• **Task to carry out**: Please print the full listing exactly.

Start of Material provided

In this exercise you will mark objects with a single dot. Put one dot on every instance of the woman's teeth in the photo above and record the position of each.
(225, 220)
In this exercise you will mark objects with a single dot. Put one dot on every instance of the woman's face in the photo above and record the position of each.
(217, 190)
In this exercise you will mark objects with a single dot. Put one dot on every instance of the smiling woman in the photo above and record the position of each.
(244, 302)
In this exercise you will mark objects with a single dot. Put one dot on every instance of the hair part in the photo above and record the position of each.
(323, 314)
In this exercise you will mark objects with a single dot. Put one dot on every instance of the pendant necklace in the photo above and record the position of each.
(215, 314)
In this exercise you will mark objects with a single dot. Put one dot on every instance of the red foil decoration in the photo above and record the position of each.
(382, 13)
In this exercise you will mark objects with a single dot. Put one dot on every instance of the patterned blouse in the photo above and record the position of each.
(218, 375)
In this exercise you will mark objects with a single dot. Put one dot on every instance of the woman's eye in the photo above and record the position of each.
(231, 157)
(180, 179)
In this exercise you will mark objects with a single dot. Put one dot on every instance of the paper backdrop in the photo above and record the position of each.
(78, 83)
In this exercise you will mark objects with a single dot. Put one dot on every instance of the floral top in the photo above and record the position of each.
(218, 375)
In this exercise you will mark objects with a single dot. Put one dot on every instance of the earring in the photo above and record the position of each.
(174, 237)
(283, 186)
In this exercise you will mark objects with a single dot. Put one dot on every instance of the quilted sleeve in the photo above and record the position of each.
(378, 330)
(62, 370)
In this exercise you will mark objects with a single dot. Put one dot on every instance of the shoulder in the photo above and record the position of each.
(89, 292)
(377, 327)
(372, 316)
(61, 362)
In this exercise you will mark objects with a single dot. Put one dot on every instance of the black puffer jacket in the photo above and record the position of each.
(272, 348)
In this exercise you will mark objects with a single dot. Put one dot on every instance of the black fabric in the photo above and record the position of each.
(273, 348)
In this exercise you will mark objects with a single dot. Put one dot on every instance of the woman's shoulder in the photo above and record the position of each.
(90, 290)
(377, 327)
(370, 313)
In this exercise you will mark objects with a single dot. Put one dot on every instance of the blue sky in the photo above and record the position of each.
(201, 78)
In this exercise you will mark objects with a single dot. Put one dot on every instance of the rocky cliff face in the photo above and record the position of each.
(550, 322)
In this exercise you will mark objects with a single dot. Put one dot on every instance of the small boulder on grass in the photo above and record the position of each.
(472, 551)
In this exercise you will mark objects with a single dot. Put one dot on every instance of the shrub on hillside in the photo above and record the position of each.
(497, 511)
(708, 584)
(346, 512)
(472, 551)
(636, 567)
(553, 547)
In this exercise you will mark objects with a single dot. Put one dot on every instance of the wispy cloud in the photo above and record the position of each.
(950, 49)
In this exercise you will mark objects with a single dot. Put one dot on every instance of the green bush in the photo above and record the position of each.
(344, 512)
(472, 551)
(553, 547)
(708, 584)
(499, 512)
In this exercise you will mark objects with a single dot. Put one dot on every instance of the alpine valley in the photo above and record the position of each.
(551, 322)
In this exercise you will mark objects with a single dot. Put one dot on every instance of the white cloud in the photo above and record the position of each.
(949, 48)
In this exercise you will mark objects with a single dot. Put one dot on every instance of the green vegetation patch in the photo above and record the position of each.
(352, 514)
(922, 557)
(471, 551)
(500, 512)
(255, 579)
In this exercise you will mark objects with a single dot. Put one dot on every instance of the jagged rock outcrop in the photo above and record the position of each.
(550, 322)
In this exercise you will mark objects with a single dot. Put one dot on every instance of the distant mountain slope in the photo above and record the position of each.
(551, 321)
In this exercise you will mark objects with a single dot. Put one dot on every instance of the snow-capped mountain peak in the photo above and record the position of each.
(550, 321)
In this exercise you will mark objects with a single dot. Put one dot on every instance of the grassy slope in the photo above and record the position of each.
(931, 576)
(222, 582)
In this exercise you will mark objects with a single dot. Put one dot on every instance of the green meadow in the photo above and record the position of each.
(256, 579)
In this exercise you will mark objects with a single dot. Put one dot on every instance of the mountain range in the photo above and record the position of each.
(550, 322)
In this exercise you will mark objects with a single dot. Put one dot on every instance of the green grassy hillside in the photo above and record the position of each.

End of Material provided

• **Task answer**:
In this exercise you will mark objects with a single dot. Put one dot on every instance of the woman's teeth in the photo above and record the position of each.
(225, 220)
In this exercise you will mark objects with a single dot. Put one dot on every instance of the woman's face in the photo above and record the position of each.
(217, 190)
In this exercise you will mark objects with a single dot. Put one dot on every instance of the smiling woman in the photo above and record the position of each.
(244, 302)
In this exercise you will mark objects with a single dot. Put one dot on every instance of the hair part in the photo above and record the position of each.
(323, 314)
In this exercise you will mark objects with a single dot. Put one dot on every instance of the pendant necklace in the photo above and record the position of each.
(215, 314)
In this exercise you will mark objects with a single dot. Put one dot on every instance of the red foil decoration in the photo above and record the position of each.
(382, 13)
In this exercise you will mark objects with a single dot. Put one dot on every instance of the patterned blouse in the photo above and record the position of each.
(218, 375)
In this exercise you will mark objects with a single dot. Put one dot on every instance of the woman's eye in the photo above and record the position of each.
(231, 157)
(180, 179)
In this exercise you will mark objects with a single dot. Put one dot on every instance of the paper backdrop in the photo above and record the position of each.
(78, 83)
In this exercise you will mark objects with a single dot. Put one dot on every instance of the floral top in the photo above and record the position of each.
(218, 375)
In this exercise you will mark objects with a single dot. Put one dot on every instance of the earring in the photo above and record the position of each.
(174, 237)
(283, 186)
In this exercise you will mark objects with a single dot. Put one dot on every instance of the quilted sleeve in the photo above and record the position of each.
(378, 330)
(62, 370)
In this exercise you will mark objects with a single dot. Put one dot on every instance of the shoulder in the photo above and record the position of each.
(89, 292)
(377, 327)
(372, 316)
(61, 362)
In this exercise you will mark objects with a single dot. Put one dot on every instance of the black puffer jacket in the photo above and record the position of each.
(272, 348)
In this exercise you will mark objects with a single dot. Put one dot on every instance of the black fabric in the photo above and record the position of each.
(273, 348)
In this exercise you will mark objects with a single dot. Put one dot on every instance of the woman's shoulder in the photo above and record the position of each.
(90, 290)
(377, 327)
(370, 313)
In this exercise you will mark objects with a single dot. Put one dot on every instance of the blue sky in the photo above and record the position of each.
(201, 78)
In this exercise you will mark objects with a single dot. Put one dot on every instance of the rocky cliff face in the photo above and record the position of each.
(550, 322)
In this exercise you will mark objects with a single dot. Put one dot on every instance of the small boulder on grass in the photo above and record the position of each.
(472, 551)
In this exercise you will mark objects with a single dot. Put one dot on every instance of the shrub on hillside in the photo above and record the position of each.
(497, 511)
(708, 584)
(346, 512)
(472, 551)
(636, 567)
(553, 547)
In this exercise you will mark objects with a single dot. Put one dot on every instance of the wispy cloud in the photo above and record the position of each.
(950, 49)
In this exercise you will mark objects with a single dot. Put one dot on every instance of the green bush in the photo above and record the position of each.
(344, 512)
(472, 551)
(553, 547)
(708, 584)
(499, 512)
In this exercise you will mark objects with a single dot. Put one dot on every instance of the alpine valley in the photo above and record the position of each.
(551, 322)
In this exercise you will mark objects with a single dot. Put one dot on every instance of the white cloud in the photo above and record the position of each.
(949, 48)
In this exercise you will mark objects with a single dot. Put one dot on every instance of the green vegetation patch in the photo above and record the position of each.
(352, 514)
(922, 557)
(471, 551)
(500, 512)
(255, 579)
In this exercise you will mark objects with a single dot. Put one dot on every instance of the jagged rock outcrop in the photo above and record the position of each.
(550, 322)
In this exercise you will mark objects with a single dot. Put one dot on every instance of the distant mountain slope in the photo above and record the position of each.
(551, 321)
In this exercise you will mark objects with a single dot. Put one dot on every instance of the snow-capped mountain peak in the photo above and record the position of each.
(550, 321)
In this exercise you will mark objects with a single dot. Put one dot on every instance of the grassy slope in the photo above and record the position of each.
(931, 576)
(222, 582)
In this exercise you will mark objects with a single dot. Put one dot on every instance of the green meadow in the photo above and record the position of each.
(256, 579)
In this exercise you will mark objects with a single dot. Put one dot on every instance of the mountain range in the photo above and record the position of each.
(550, 322)
In this exercise you will mark objects with a single dot. Put one dot on every instance of the green grassy hillside in the photo above and record the position of each.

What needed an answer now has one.